Direction: Can you add 68 to every coordinate in the answers and write out again all the items from the start of the items through the line holding "0,0 -> 635,508", inclusive, requests included? Leave the pictures out.

(Image items on named regions)
==*==

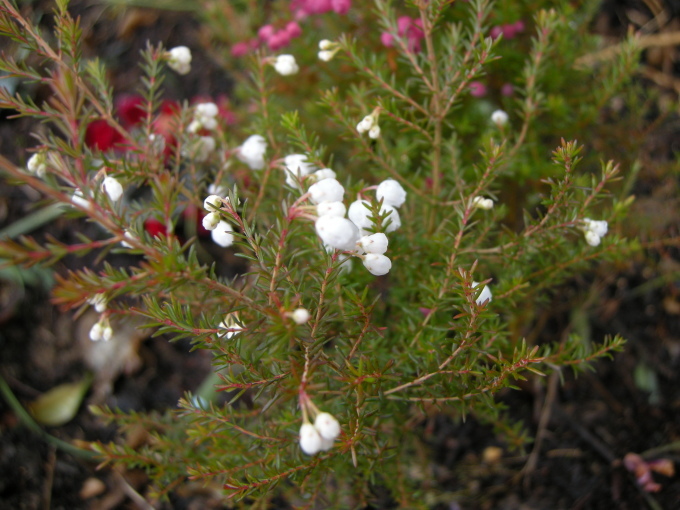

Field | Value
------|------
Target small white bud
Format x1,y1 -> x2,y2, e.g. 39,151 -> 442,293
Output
90,322 -> 104,342
364,253 -> 392,276
290,308 -> 311,324
210,220 -> 234,248
102,176 -> 123,202
166,46 -> 191,74
312,168 -> 337,182
357,115 -> 375,133
472,282 -> 492,305
202,212 -> 221,230
585,230 -> 602,246
203,195 -> 224,212
274,55 -> 300,76
314,413 -> 340,441
300,423 -> 321,455
472,197 -> 493,211
26,152 -> 47,178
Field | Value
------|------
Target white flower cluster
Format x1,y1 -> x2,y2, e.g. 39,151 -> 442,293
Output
272,55 -> 300,76
202,195 -> 234,248
187,103 -> 219,133
307,169 -> 406,276
357,108 -> 380,140
165,46 -> 191,74
236,135 -> 267,170
581,218 -> 609,246
300,397 -> 340,455
102,176 -> 123,202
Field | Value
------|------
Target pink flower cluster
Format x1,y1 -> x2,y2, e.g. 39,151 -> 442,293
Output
380,16 -> 425,53
290,0 -> 352,19
489,20 -> 524,39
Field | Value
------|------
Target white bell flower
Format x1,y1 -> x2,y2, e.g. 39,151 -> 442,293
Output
273,55 -> 300,76
210,220 -> 234,248
166,46 -> 191,74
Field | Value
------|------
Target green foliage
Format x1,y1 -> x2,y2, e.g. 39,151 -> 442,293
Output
0,0 -> 652,508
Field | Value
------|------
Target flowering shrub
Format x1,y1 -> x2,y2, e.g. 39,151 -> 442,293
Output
0,0 -> 635,508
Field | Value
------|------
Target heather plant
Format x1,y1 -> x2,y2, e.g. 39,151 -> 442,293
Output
0,0 -> 636,508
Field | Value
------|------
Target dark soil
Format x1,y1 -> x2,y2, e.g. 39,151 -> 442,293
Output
0,0 -> 680,510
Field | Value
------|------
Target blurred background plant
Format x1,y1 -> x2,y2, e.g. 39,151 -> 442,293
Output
0,1 -> 677,508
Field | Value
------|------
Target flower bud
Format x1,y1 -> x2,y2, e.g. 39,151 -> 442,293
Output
300,423 -> 322,455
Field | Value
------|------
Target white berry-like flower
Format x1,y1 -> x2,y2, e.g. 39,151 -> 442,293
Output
102,176 -> 123,202
314,413 -> 340,441
491,110 -> 510,126
90,322 -> 104,342
357,232 -> 388,255
208,184 -> 227,197
363,253 -> 392,276
375,179 -> 406,207
585,230 -> 602,246
357,115 -> 375,133
203,195 -> 224,212
316,202 -> 347,218
166,46 -> 191,74
472,197 -> 493,211
274,55 -> 300,76
219,312 -> 243,340
290,308 -> 311,324
236,135 -> 267,170
300,423 -> 321,455
307,179 -> 345,204
472,282 -> 492,305
26,152 -> 47,177
71,188 -> 92,209
581,218 -> 609,246
311,168 -> 337,182
314,216 -> 359,251
210,220 -> 234,248
202,212 -> 221,230
87,293 -> 108,313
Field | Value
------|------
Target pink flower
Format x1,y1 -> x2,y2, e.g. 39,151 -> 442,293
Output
257,25 -> 274,41
331,0 -> 352,14
469,81 -> 486,97
286,21 -> 302,39
380,32 -> 394,48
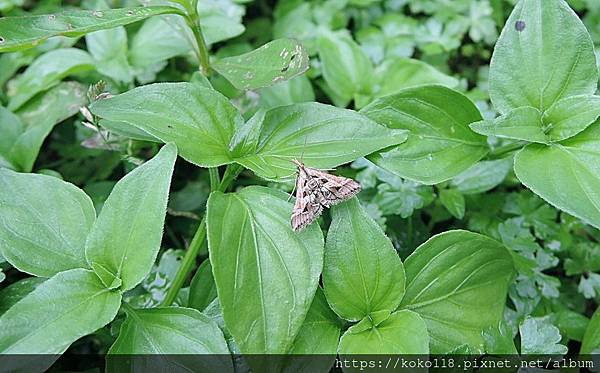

==*==

Solution:
Field | Value
------|------
Target small white bud
Format x1,y1 -> x2,y2, e.g. 39,151 -> 442,293
Output
158,390 -> 172,410
432,321 -> 460,344
358,376 -> 379,392
278,288 -> 302,316
170,244 -> 191,270
234,114 -> 259,142
380,236 -> 405,250
425,183 -> 443,201
540,350 -> 560,373
270,280 -> 289,298
653,298 -> 670,314
271,263 -> 292,280
342,123 -> 368,144
382,481 -> 408,509
368,491 -> 389,523
540,265 -> 561,279
94,220 -> 115,246
Field | Value
------|------
Target white flower cluster
Format x1,y1 -> x2,y2, e.g. 39,151 -> 442,293
Output
340,123 -> 368,144
270,263 -> 302,316
255,171 -> 287,201
375,237 -> 474,344
425,176 -> 448,208
233,114 -> 259,142
304,203 -> 335,238
649,286 -> 677,314
368,465 -> 408,523
170,244 -> 191,270
Field | Value
------|------
Target pink flower cluster
Format x1,y1 -> x2,y2, e.g. 39,151 -> 442,293
Output
448,84 -> 493,121
358,68 -> 420,87
557,88 -> 592,107
Field | Value
------|------
Target white bell flower
Format x1,y1 -> x2,y2, e.g. 39,151 -> 442,293
Output
341,123 -> 368,144
278,288 -> 302,316
234,114 -> 259,142
Field | Value
------|------
Target green foliage
Format x1,y1 -> x2,y2, e.g. 39,151 -> 442,293
Output
68,68 -> 720,576
Field | Value
------|------
Target flowering shrub
Format x1,y1 -> x2,y2, e.g. 39,151 -> 442,293
Output
68,68 -> 703,576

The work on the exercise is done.